YOUR INSTRUCTIONS –
Whatever the records say, repeat them exactly as given.

#### RECORD EXTRACTS ####

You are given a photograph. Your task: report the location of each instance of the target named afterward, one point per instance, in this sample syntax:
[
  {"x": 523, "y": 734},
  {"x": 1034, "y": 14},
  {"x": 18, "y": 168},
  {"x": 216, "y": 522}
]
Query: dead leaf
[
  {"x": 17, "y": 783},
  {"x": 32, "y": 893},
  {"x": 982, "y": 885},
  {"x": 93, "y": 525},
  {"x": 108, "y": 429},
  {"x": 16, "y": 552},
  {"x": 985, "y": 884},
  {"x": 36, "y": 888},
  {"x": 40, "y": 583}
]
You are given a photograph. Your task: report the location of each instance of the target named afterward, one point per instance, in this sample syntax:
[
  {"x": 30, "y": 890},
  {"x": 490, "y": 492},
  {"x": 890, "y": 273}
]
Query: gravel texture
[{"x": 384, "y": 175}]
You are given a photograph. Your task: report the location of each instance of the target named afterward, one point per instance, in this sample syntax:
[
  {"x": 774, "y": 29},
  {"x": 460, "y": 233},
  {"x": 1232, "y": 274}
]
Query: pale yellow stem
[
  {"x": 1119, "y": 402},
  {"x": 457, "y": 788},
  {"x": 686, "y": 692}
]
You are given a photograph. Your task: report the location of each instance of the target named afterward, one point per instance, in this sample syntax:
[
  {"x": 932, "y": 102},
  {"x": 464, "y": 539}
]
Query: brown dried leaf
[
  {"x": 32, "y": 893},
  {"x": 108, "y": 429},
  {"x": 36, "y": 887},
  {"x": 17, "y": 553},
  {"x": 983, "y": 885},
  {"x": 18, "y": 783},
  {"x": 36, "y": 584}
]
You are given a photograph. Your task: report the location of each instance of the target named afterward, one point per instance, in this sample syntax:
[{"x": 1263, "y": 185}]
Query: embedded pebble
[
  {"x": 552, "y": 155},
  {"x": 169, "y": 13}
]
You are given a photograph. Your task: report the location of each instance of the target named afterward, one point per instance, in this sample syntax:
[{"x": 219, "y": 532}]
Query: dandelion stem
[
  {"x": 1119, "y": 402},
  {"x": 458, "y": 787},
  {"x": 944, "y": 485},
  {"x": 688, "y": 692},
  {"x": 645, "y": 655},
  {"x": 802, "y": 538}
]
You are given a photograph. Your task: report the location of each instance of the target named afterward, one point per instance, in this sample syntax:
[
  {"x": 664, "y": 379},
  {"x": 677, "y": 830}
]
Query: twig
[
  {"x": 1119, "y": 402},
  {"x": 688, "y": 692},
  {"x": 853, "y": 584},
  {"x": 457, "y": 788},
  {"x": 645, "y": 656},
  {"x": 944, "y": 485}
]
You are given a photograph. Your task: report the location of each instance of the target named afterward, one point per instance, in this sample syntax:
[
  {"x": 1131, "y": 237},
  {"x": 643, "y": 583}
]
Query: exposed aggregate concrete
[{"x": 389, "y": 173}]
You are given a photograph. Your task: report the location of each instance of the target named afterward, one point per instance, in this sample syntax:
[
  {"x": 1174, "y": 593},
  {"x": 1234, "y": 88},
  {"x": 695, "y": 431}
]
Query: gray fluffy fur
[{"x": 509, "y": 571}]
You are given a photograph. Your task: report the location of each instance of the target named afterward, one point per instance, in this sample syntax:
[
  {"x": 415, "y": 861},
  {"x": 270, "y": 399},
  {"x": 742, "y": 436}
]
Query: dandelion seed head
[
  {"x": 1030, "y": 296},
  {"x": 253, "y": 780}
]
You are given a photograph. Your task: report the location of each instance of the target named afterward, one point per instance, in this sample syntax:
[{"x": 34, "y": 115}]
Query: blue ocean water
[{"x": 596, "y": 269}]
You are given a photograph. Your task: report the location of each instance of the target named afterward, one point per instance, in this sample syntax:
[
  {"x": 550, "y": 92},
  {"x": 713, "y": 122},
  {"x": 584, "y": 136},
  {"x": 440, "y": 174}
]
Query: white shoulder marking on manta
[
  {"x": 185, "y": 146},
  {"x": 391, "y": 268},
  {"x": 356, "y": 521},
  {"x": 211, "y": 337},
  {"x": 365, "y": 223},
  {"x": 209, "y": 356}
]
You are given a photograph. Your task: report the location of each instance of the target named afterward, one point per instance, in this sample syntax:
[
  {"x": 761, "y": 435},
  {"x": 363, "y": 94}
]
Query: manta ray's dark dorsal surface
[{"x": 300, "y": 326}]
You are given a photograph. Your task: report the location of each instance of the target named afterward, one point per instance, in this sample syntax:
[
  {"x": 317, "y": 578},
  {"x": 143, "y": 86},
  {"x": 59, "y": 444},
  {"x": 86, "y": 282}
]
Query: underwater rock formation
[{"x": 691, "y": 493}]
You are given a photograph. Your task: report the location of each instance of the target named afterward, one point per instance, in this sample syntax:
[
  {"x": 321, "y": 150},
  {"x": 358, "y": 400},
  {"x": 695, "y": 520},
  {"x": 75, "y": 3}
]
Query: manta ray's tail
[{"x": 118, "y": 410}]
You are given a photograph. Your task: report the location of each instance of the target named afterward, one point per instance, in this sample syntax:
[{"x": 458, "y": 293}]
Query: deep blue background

####

TASK SOLUTION –
You are given a photograph. Your task: report the location of each instance of the target named afterward, one point per instance, in this sample syntax:
[
  {"x": 523, "y": 734},
  {"x": 1034, "y": 14},
  {"x": 18, "y": 168},
  {"x": 216, "y": 522}
]
Query: dead leaf
[
  {"x": 17, "y": 783},
  {"x": 32, "y": 893},
  {"x": 982, "y": 885},
  {"x": 93, "y": 525},
  {"x": 108, "y": 429},
  {"x": 16, "y": 552},
  {"x": 985, "y": 884},
  {"x": 36, "y": 888},
  {"x": 40, "y": 583}
]
You are given a photograph. Your task: report the location of each instance of the target named afterward, one point per instance, in this sample syntax:
[
  {"x": 30, "y": 890},
  {"x": 490, "y": 492},
  {"x": 890, "y": 273}
]
Query: gravel texture
[{"x": 384, "y": 175}]
You are given a photograph. Your task: report the location of each instance of the target named afterward, one point per instance, in this sample syntax:
[
  {"x": 774, "y": 29},
  {"x": 460, "y": 233},
  {"x": 1232, "y": 274}
]
Query: pale yellow stem
[
  {"x": 1119, "y": 402},
  {"x": 457, "y": 788},
  {"x": 686, "y": 692}
]
You are given a photograph. Your task: report the location of each instance of the target named afterward, one point per instance, in this sample syntax:
[
  {"x": 932, "y": 102},
  {"x": 464, "y": 539}
]
Query: brown dried leaf
[
  {"x": 32, "y": 893},
  {"x": 108, "y": 429},
  {"x": 36, "y": 887},
  {"x": 17, "y": 553},
  {"x": 983, "y": 885},
  {"x": 18, "y": 783},
  {"x": 36, "y": 584}
]
You are given a photograph. Your task: report the location of each instance of the target named afterward, one point per instance, in this sample syntax:
[{"x": 1263, "y": 185}]
Query: embedded pebble
[
  {"x": 552, "y": 155},
  {"x": 169, "y": 13}
]
You are given a photograph. Your task: report the location of each instance of the target named afterward, one point per instance, in this sample syntax:
[{"x": 219, "y": 532}]
Query: dandelion stem
[
  {"x": 1119, "y": 402},
  {"x": 458, "y": 787},
  {"x": 944, "y": 485},
  {"x": 688, "y": 692},
  {"x": 645, "y": 655},
  {"x": 802, "y": 538}
]
You are given a photograph. Your task: report the location of each instance of the target named afterward, one point per instance, in this sample syntax:
[
  {"x": 664, "y": 379},
  {"x": 677, "y": 830}
]
Query: twig
[
  {"x": 1119, "y": 402},
  {"x": 688, "y": 692},
  {"x": 853, "y": 584},
  {"x": 457, "y": 788},
  {"x": 645, "y": 656},
  {"x": 944, "y": 485}
]
You are given a photograph. Your task: report the location of each instance of the target named afterward, one point per instance, in this sample syntax:
[
  {"x": 1131, "y": 237},
  {"x": 643, "y": 583}
]
Query: exposed aggregate concrete
[{"x": 389, "y": 173}]
You are given a photograph. Your task: report the location of each instance of the target named afterward, one point per instance, in this sample syntax:
[
  {"x": 1174, "y": 593},
  {"x": 1234, "y": 88},
  {"x": 695, "y": 431}
]
Query: gray fluffy fur
[{"x": 509, "y": 571}]
You are given a photograph. Your task: report the location of each instance of the target named afterward, one point per instance, in this sample syntax:
[
  {"x": 415, "y": 861},
  {"x": 270, "y": 399},
  {"x": 742, "y": 436}
]
Query: dandelion seed head
[
  {"x": 1030, "y": 296},
  {"x": 253, "y": 780}
]
You are given a photograph. Your task: report the location of each instance of the target named afterward, one point per instance, in this sample syntax:
[{"x": 34, "y": 115}]
Query: blue ocean water
[{"x": 596, "y": 269}]
You are given a photograph. Your task: report the location of each instance of the target named afterward, one point per instance, in this sample syntax:
[
  {"x": 550, "y": 92},
  {"x": 713, "y": 122},
  {"x": 584, "y": 136},
  {"x": 440, "y": 174}
]
Query: white shoulder marking on manta
[
  {"x": 185, "y": 146},
  {"x": 391, "y": 268},
  {"x": 356, "y": 521},
  {"x": 211, "y": 337},
  {"x": 365, "y": 223},
  {"x": 209, "y": 356}
]
You are given a photograph. Your task: report the location of each instance of the target named afterward, one point per instance, in this sample syntax:
[
  {"x": 761, "y": 435},
  {"x": 363, "y": 94}
]
Query: manta ray's dark dorsal surface
[{"x": 300, "y": 326}]
You are given a photograph. Your task: report the location of each instance of the target named afterward, one point per instance, in this sample syntax:
[
  {"x": 317, "y": 578},
  {"x": 143, "y": 86},
  {"x": 59, "y": 444},
  {"x": 86, "y": 282}
]
Query: underwater rock formation
[{"x": 691, "y": 493}]
You are given a photograph. Your task: report the location of each instance of the target named afterward, one point per instance, in this sample syntax:
[
  {"x": 321, "y": 150},
  {"x": 358, "y": 400},
  {"x": 695, "y": 520},
  {"x": 75, "y": 3}
]
Query: manta ray's tail
[{"x": 118, "y": 410}]
You are given a photograph. Your task: report the location of each instance of the target named afterward, one point per instance, in this sample syntax:
[{"x": 458, "y": 293}]
Query: deep blue background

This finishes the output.